To do:
Copy the article below about the concrete menagerie and the Mouseman word for word, from start to finish.

— START Source —

A concrete managerie
A curious menagerie
garden to be seen in the small village
of Branxton in
Northumberland was the work of joiner John Fairington. In 1961 at the age of
80, John began to make life sized concrete and cement animals to amuse his
handicapped son Edwin. When he died 20 years later, John had acquired a vast
menagerie of some 300 animals and other figures which completely took over his
back garden. Inscriptions and verses abound in this ‘jardin imaginaire’ which
is freely open to the public.
The Mouse
The tiny village
of Kilburn nestles at the
foot of the Hambleton Hills near Sutton Bank in North
Yorkshire and is the home of a very famous animal, a mouse! Which
is the trademark of a local wood carver.
The ‘Mouseman’, Robert Thompson, was born in Kilburn in 1886 and
followed his father into the trade of wheelwright. Robert was very fond of carving wood and loved
English oak – ‘ No other wood has the
same character as oak, and this is the medium with which I can express my
feelings,’ he is quoted as saying to a monk at nearby Ampleforth Abbey who
had recognised the young man’s skill.
Robert was commissioned for work at the Abbey and soon developed an
interest in carving church furniture, although it was not such lucrative work
at that time. One day he thought of the
expression ‘poor as a church mouse’ and
had the idea to carve a mouse on his work.

— END Source —
— START Record set —

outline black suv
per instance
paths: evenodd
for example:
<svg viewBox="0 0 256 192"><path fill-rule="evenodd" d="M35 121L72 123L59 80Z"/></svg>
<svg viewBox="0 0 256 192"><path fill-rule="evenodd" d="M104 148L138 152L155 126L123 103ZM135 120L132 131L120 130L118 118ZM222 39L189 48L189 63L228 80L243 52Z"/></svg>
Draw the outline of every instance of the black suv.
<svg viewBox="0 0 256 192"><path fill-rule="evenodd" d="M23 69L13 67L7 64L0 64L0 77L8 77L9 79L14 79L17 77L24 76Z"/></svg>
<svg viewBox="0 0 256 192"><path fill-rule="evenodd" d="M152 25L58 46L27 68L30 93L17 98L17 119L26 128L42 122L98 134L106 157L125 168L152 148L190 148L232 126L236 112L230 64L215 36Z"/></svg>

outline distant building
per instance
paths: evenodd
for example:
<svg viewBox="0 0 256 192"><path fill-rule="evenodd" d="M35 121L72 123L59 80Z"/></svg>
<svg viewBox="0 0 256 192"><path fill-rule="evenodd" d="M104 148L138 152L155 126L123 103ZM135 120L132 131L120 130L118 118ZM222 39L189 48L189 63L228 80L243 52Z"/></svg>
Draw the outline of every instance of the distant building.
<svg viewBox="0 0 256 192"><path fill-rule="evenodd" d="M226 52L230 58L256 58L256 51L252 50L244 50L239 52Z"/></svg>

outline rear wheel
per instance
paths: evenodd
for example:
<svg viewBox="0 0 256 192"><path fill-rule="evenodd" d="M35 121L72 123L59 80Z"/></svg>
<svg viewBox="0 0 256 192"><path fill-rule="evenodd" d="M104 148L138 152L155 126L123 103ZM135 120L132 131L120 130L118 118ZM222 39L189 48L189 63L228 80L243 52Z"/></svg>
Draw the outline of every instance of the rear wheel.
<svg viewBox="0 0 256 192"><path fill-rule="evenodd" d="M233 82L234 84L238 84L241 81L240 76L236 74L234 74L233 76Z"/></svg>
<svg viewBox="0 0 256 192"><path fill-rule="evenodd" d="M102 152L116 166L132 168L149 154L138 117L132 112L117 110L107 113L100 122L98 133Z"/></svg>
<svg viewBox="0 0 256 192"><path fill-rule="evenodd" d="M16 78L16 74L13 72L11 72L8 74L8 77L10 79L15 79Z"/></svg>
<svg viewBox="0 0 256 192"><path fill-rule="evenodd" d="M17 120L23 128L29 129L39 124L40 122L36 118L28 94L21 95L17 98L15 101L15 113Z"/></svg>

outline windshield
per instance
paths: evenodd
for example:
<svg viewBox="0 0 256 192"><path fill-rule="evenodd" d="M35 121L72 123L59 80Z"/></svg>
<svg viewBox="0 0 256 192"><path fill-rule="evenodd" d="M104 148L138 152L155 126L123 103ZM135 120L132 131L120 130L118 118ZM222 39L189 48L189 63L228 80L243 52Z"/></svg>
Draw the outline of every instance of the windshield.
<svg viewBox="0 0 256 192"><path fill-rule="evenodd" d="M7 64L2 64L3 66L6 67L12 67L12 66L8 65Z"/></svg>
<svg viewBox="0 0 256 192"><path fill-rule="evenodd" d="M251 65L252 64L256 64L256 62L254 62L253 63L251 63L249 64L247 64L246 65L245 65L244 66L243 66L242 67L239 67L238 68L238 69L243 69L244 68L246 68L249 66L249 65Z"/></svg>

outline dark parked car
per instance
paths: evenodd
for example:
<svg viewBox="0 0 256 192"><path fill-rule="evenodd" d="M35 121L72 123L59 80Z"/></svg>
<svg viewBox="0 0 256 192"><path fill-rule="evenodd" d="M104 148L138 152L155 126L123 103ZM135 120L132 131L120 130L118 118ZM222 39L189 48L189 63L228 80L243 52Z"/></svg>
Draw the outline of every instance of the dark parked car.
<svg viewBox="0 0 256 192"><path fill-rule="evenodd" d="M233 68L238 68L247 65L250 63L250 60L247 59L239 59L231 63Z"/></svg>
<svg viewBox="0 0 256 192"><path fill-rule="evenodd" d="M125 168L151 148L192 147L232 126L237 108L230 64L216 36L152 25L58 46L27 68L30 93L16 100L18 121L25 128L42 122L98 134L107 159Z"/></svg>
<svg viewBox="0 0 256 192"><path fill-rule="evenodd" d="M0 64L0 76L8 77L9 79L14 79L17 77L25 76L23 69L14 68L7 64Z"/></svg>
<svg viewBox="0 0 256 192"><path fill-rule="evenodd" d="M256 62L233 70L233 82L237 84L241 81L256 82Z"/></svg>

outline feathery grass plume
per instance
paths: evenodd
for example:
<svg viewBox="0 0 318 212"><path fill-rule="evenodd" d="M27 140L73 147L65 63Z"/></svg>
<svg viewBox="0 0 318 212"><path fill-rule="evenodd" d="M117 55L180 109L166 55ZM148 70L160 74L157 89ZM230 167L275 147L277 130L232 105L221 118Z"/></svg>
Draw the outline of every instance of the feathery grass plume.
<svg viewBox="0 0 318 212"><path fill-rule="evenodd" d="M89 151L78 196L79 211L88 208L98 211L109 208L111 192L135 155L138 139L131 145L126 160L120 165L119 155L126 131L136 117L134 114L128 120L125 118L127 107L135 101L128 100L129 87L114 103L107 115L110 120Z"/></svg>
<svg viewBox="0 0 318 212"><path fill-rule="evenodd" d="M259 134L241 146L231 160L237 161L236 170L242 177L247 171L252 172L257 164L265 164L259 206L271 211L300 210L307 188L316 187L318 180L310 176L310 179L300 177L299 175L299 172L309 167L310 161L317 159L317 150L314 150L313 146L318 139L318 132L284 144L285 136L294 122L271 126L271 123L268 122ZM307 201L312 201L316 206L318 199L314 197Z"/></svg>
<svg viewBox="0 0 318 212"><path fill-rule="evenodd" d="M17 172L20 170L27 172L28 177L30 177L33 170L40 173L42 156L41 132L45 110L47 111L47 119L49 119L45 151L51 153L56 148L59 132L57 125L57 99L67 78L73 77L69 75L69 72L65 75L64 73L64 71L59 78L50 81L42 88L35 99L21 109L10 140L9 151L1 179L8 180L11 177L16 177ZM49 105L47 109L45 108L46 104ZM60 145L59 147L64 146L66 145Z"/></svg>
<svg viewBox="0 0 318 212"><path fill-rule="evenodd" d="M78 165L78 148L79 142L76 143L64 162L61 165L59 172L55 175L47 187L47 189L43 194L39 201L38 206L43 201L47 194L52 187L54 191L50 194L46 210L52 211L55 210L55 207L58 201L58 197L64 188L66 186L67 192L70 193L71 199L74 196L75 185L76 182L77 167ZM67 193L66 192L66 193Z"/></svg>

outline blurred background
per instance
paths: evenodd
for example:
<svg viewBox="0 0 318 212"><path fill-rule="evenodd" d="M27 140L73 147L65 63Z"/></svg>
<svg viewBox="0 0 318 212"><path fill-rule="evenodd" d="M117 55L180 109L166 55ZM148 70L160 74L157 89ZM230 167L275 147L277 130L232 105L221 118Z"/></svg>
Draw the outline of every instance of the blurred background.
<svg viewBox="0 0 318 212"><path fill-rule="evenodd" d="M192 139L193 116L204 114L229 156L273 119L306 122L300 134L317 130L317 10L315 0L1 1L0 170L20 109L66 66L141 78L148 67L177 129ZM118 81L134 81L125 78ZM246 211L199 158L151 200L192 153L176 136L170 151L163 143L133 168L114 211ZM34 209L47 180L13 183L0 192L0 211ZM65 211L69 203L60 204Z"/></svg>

— END Record set —

Task output:
A concrete managerie
A curious menagerie
garden to be seen in the small village
of Branxton in
Northumberland was the work of joiner John Fairington. In 1961 at the age of
80, John began to make life sized concrete and cement animals to amuse his
handicapped son Edwin. When he died 20 years later, John had acquired a vast
menagerie of some 300 animals and other figures which completely took over his
back garden. Inscriptions and verses abound in this ‘jardin imaginaire’ which
is freely open to the public.
The Mouse
The tiny village
of Kilburn nestles at the
foot of the Hambleton Hills near Sutton Bank in North
Yorkshire and is the home of a very famous animal, a mouse! Which
is the trademark of a local wood carver.
The ‘Mouseman’, Robert Thompson, was born in Kilburn in 1886 and
followed his father into the trade of wheelwright. Robert was very fond of carving wood and loved
English oak – ‘ No other wood has the
same character as oak, and this is the medium with which I can express my
feelings,’ he is quoted as saying to a monk at nearby Ampleforth Abbey who
had recognised the young man’s skill.
Robert was commissioned for work at the Abbey and soon developed an
interest in carving church furniture, although it was not such lucrative work
at that time. One day he thought of the
expression ‘poor as a church mouse’ and
had the idea to carve a mouse on his work.